CHALLENGE: Convert the material, from the line containing "Tag the boy in red" through the line containing "[(194, 165), (39, 142), (241, 159), (151, 154), (100, 166)]", into a two-column CSV with the headers request and points. Give one row per request, put each value in a single quoted field, and replace any line breaks with spaces.

## BEGIN TASK INPUT

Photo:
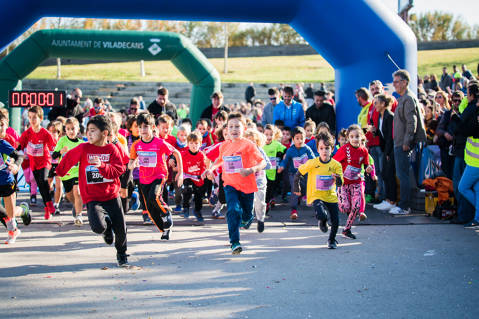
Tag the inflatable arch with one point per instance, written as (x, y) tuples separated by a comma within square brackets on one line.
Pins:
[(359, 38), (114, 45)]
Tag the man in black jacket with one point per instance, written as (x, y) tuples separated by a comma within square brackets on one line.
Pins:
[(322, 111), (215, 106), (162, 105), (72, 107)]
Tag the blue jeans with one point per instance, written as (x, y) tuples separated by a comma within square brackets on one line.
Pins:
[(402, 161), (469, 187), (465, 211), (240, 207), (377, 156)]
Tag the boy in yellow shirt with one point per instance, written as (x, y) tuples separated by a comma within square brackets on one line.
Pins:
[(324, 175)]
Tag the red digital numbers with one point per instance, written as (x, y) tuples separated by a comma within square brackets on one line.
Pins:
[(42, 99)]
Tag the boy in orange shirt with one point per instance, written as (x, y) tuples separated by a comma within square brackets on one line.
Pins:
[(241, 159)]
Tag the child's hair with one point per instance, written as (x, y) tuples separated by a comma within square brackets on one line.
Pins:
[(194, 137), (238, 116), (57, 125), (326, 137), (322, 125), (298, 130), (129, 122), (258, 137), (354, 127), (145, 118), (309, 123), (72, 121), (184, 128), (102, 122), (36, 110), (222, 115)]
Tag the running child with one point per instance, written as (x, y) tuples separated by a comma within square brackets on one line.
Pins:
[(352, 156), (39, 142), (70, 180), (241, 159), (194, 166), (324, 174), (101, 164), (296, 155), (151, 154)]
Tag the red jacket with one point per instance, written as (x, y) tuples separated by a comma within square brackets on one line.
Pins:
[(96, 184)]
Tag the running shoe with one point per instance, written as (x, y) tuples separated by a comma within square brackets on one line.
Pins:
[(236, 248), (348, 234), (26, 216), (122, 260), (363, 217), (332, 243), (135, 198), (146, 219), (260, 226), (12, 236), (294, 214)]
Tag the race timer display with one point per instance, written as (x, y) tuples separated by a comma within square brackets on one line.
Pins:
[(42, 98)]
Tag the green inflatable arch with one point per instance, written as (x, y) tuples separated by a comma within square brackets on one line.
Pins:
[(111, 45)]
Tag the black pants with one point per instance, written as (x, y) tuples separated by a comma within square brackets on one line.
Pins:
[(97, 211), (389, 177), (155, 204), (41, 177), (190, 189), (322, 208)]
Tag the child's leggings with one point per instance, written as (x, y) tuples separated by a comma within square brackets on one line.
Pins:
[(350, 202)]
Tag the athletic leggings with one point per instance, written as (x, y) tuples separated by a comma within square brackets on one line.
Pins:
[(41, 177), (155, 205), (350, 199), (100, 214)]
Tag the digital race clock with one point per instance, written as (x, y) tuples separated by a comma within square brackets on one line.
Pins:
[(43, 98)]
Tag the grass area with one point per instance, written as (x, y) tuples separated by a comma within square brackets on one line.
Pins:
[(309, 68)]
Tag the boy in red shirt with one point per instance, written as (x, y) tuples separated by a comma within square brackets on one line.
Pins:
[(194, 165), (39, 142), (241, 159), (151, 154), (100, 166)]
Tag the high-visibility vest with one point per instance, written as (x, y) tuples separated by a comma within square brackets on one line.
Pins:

## END TASK INPUT

EXPECTED ANSWER:
request,points
"Tag the boy in red shirt with one point per instance, written as (x, y) tuples separated by a comma within square brackets on one line. Pins:","[(194, 165), (39, 142), (241, 159), (151, 154), (100, 166)]"